[Records from a collection]
************

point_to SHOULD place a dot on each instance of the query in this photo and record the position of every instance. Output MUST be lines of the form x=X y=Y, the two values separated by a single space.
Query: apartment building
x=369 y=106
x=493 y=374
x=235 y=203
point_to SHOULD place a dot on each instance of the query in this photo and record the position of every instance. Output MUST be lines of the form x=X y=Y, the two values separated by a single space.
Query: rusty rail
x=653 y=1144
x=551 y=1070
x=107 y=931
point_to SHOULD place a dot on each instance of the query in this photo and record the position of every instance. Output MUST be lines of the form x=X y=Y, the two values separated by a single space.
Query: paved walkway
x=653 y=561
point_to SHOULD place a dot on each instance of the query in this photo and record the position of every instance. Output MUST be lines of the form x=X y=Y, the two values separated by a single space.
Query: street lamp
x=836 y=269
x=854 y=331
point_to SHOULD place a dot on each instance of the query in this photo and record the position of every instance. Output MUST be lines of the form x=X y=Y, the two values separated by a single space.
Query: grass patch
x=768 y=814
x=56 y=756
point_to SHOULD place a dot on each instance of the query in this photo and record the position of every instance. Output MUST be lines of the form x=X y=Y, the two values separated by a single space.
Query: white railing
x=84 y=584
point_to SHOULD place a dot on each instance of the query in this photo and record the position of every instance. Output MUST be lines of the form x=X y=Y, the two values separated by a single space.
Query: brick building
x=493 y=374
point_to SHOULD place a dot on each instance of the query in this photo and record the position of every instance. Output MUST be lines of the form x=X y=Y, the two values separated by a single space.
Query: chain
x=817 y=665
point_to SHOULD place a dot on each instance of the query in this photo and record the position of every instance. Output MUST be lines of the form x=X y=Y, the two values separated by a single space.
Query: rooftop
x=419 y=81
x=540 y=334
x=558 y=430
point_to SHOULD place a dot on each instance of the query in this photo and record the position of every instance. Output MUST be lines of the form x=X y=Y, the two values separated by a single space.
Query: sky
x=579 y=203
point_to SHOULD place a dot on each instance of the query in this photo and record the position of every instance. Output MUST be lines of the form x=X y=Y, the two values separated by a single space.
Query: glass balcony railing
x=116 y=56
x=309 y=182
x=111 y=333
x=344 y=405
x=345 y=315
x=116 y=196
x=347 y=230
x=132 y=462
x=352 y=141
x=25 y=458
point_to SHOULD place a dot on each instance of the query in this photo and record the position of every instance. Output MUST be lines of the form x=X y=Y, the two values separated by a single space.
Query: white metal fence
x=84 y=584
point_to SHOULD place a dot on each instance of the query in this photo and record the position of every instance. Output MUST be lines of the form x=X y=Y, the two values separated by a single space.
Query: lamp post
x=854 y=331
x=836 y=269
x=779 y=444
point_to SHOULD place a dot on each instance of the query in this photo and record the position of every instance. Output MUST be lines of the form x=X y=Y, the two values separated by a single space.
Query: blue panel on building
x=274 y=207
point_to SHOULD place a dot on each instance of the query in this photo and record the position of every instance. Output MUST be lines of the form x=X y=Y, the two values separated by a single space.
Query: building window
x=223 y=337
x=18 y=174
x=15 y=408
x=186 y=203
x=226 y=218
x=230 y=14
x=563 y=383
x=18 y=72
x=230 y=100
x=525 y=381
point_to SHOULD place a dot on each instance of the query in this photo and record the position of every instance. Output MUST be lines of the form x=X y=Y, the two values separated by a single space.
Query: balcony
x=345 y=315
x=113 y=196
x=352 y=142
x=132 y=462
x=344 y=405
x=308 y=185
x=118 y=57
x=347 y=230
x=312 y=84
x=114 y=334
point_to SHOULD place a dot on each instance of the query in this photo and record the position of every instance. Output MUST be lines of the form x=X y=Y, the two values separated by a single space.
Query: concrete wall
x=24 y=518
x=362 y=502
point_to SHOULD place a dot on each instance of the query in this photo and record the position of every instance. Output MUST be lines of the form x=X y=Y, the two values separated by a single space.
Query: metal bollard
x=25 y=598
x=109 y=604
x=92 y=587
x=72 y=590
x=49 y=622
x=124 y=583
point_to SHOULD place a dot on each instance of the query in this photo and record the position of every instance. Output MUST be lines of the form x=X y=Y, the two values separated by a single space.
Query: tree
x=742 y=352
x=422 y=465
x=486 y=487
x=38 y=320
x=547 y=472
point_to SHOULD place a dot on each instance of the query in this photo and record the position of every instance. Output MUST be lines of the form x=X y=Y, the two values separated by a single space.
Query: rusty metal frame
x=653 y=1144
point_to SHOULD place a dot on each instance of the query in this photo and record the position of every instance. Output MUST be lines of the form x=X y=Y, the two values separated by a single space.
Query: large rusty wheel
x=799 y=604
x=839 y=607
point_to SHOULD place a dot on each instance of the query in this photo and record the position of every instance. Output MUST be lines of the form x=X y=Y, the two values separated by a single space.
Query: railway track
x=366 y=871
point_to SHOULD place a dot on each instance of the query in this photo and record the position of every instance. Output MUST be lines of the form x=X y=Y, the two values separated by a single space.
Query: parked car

************

_YOUR INSTRUCTIONS_
Transcribe every record above exactly as it appears.

_ANSWER FOR THIS EXERCISE_
point_to SHOULD place a dot on each instance of the query in this photo and record the position of every instance. Output MUST be lines of the form x=X y=Y, the two values separated by a single space.
Query: apartment building
x=369 y=106
x=493 y=374
x=235 y=203
point_to SHOULD place a dot on each instance of the query in this photo and record the position of every instance. Output MUST be lines of the form x=X y=Y, the two values separated by a single space.
Query: rusty rail
x=653 y=1144
x=551 y=1070
x=107 y=931
point_to SHOULD place a dot on each instance of the query in this photo and record the position of every instance. Output MUST be lines of the form x=X y=Y, the two values separated by a single space.
Query: paved walkway
x=653 y=561
point_to SHOULD place a dot on each instance of the query in this photo and record the position of every instance. Output MUST be lines of the form x=X y=Y, the two values separated by a single space.
Query: street lamp
x=836 y=269
x=854 y=331
point_to SHOULD place a dot on each instance of the query in this photo and record the position of every instance. Output MUST be lines of the form x=X y=Y, the two values separated by a single space.
Query: grass patch
x=768 y=814
x=56 y=756
point_to SHOULD place a dot on each instance of the query in this photo and record the position of every instance. Output MUST be lines of the form x=X y=Y, the two values separated by a single space.
Query: white railing
x=84 y=584
point_to SHOULD place a dot on each instance of the query in this photo and record the position of every instance. Output MUST be lines of the form x=X y=Y, the two values separated by a single space.
Query: brick building
x=493 y=374
point_to SHOULD place a dot on each instance of the query in this photo and record the position of every instance. Output MUST be lines of the form x=X y=Y, the two values separated by a single space.
Query: chain
x=817 y=665
point_to SHOULD place a dot on each instance of the query in this photo and record the position of every instance. Output MUST be lines of the form x=X y=Y, the two values separated by a single space.
Query: rooftop
x=419 y=81
x=540 y=334
x=558 y=430
point_to SHOULD place a dot on each instance of the query in this photo and record the position of every instance. Output MUST be lines of the form x=X y=Y, the two values separated by a single space.
Query: sky
x=579 y=203
point_to SHOULD place a dot on each instance of the query in this photo and record the position of every instance. Output MUST be lines of the form x=X y=Y, the two values separated by a single space.
Query: glass balcony railing
x=116 y=56
x=309 y=182
x=111 y=333
x=344 y=405
x=345 y=315
x=116 y=196
x=347 y=230
x=132 y=462
x=352 y=141
x=25 y=458
point_to SHOULD place a dot on each instance of the query in this photo and record the position of every instance. Output MUST be lines of the form x=X y=Y, the two values separated by a single space.
Query: white metal fence
x=84 y=584
point_to SHOULD place a dot on each instance of the query in this photo and record the position of every instance. Output MUST be lines of the form x=X y=Y, the two values separated by a single space.
Query: lamp post
x=854 y=331
x=836 y=269
x=779 y=444
point_to SHOULD place a dot on each instance of the query in this photo and record the position of every instance. Output MUST be lines of the form x=X y=Y, the two values separated by a single space.
Query: blue panel on building
x=274 y=207
point_to SHOULD place a dot on each instance of the query in this photo and record the position of every instance. Output MUST be lines of the form x=X y=Y, the two values separated by a single space.
Query: building window
x=223 y=337
x=18 y=174
x=15 y=408
x=186 y=203
x=226 y=218
x=230 y=14
x=563 y=383
x=18 y=72
x=230 y=100
x=525 y=381
point_to SHOULD place a dot on each instance of the query in this photo and record the position of every instance. Output MUST be lines of the form x=X y=Y, the two values separated by a single space.
Query: balcony
x=345 y=315
x=113 y=196
x=352 y=142
x=132 y=462
x=344 y=405
x=308 y=185
x=118 y=57
x=347 y=230
x=312 y=84
x=114 y=334
point_to SHOULD place a dot on each instance of the query in this photo and record the position of every instance. Output MUST be lines of the form x=X y=Y, the two values separated by a single space.
Query: concrete wall
x=24 y=518
x=362 y=502
point_to SHOULD place a dot on each instance of the query in this photo and record the position of every instance. Output MUST be lines of the form x=X y=Y, the two values separated by a single space.
Query: metal bollard
x=25 y=598
x=109 y=604
x=92 y=587
x=72 y=590
x=49 y=622
x=124 y=583
point_to SHOULD place a dot on each instance of the query in this photo and record the position of every instance. Output MUST be lines of the form x=X y=Y, the two values separated by a single space.
Query: tree
x=742 y=352
x=422 y=465
x=486 y=487
x=38 y=320
x=547 y=472
point_to SHOULD place a dot on each instance of the query in this photo and record the position of every instance. Output MUST be lines of the form x=X y=Y, the two values separated by a single space.
Query: rusty metal frame
x=653 y=1144
point_to SHOULD place a dot on each instance of the query in this photo and record the position of every instance. Output MUST be lines of the form x=X y=Y, the two values separated by a single space.
Query: large rusty wheel
x=799 y=604
x=839 y=607
point_to SHOULD place a dot on each instance of the query in this photo and record the position of every instance. Output MUST be lines of the form x=X y=Y, the two values separated by a single space.
Query: railway track
x=366 y=871
point_to SHOULD place a dot on each instance of the query in this photo and record the position of every instance. Output MUST be lines of the form x=X y=Y, the two values separated by a single space.
Query: parked car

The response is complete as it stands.